12Au cours de la seconde séquence, l’amas osseux en partie est de la chambre s’élargit. La moitié occidentale en revanche reste quasiment exempte de vestiges. La plupart des ensembles anatomiques qu’il a été possible de relever apparaissent déplacés. Aucun dépôt primaire n’a pu être mis en évidence. Le processus d’accumulation dans la moitié orientale de la chambre se poursuit également au cours de la troisième séquence. Les os sont cette fois réunis en plusieurs petits amas. On distingue aussi un cordon d’os coxaux et sacrums disposés parallèlement au chevet et à une trentaine de centimètres de celui-ci. Dans la moitié ouest en revanche, près de la porte, subsiste le buste d’un adulte placé en décubitus (fig. 3-3 en brun) ainsi que le squelette partiellement disloqué d’un autre adulte de sexe indéterminé (fig. 3-3 en violet), en position latérale contractée, dont le crâne a disparu. Entre ces corps et l’amas d’os, le matériel anthropologique est rare et diffus.
13Cette première phase d’occupation s’achève sur une quatrième séquence marquée par le dépôt à proximité de la porte d’un adulte dont seul le buste est conservé. Une seconde inhumation primaire est suggérée par la présence d’un pied gauche d’adulte parfaitement conservé. Outre ces défunts, des os erratiques et des segments anatomiques en position secondaire parsèment la surface de la chambre. Ils voisinent un nombre important de dalles de moyen calibre introduites volontairement dans la chambre, peut-être dans l’intention de sceller la couche funéraire.
14Il importe enfin de signaler que cette phase présente un déficit notoire de blocs crânio-faciaux. Quatre seulement ont été dénombrés dont deux en position secondaire au sommet. Une recherche plus précise sur cette question a permis de démontrer que les dents et alvéoles pluriradiculées maxillaires sont sous représentées, en revanche les dents monoradiculées maxillaires sont aussi bien représentées que les mandibulaires, laissant supposer le prélèvement de crânes probablement à l’état sec.
15La vision dynamique de l’évolution du contexte funéraire que procure cette mise en séquence permet de proposer que les premiers corps ont été déposés dans la partie centrale de la chambre. Leurs restes ont été dispersés sur place et cet endroit est ensuite devenu le siège d’une accumulation d’ossements isolés. Les défunts ont après cela été placés en moitié ouest de la chambre. Cette pratique s’est poursuivie au cours des trois séquences suivantes. Par ailleurs, séquences 1 à 3, une zone quasiment exempte de vestiges sépare les dépôts primaires de l’amas d’os.

(Lignes d'un jeu de données de pointage d'objets)
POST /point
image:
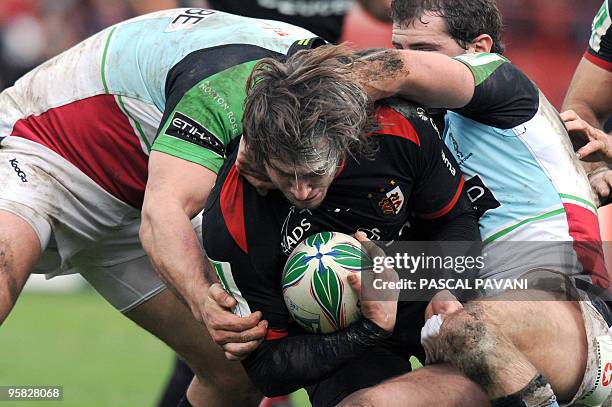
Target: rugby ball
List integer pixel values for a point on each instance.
(314, 283)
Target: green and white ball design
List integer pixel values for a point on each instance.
(314, 282)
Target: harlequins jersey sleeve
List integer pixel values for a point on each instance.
(204, 94)
(504, 97)
(599, 51)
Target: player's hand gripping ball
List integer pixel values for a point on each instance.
(315, 285)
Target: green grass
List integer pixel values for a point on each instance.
(80, 342)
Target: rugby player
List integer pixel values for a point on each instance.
(513, 148)
(159, 94)
(589, 103)
(538, 192)
(304, 124)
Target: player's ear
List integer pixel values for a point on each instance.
(482, 43)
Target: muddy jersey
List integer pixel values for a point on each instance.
(600, 43)
(171, 81)
(521, 173)
(248, 237)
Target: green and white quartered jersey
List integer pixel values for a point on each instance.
(171, 81)
(521, 172)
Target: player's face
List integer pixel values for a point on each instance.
(303, 187)
(427, 33)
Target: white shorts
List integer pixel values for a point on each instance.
(81, 227)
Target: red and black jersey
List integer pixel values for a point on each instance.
(411, 175)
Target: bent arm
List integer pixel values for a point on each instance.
(176, 191)
(285, 365)
(431, 79)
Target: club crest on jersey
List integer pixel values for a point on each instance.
(392, 202)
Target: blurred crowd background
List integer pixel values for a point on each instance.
(545, 38)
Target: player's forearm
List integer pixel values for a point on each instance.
(427, 78)
(285, 365)
(168, 237)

**Consignes de l'exercice:**
A – Répondez à ces questions d'après le texte sur la chambre funéraire :
(i) Combien de blocs crânio-faciaux ont été dénombrés pour cette phase ?
(ii) À quelle distance du chevet se trouve le cordon d'os coxaux et sacrums lors de la troisième séquence ?
(iii) Quel reste d'adulte parfaitement conservé suggère une seconde inhumation primaire lors de la quatrième séquence ?
B – Modifiez les entrées à partir de la ligne qui contient « Target: club crest on jersey » jusqu'à la fin des entrées, ces deux bornes comprises, en remplaçant « blurred crowd background » par « blurry crowd background ». Ne changez rien d'autre et ne redonnez que ces lignes.
Le texte sur la chambre funéraire et les entrées forment deux matériaux indépendants l'un de l'autre.

**Réponses par tâche:**
A –
(i) Quatre.
(ii) À une trentaine de centimètres.
(iii) Un pied gauche.

B –
Target: club crest on jersey
List integer pixel values for a point on each instance.
(392, 202)
Target: blurry crowd background
List integer pixel values for a point on each instance.
(545, 38)
Target: player's forearm
List integer pixel values for a point on each instance.
(427, 78)
(285, 365)
(168, 237)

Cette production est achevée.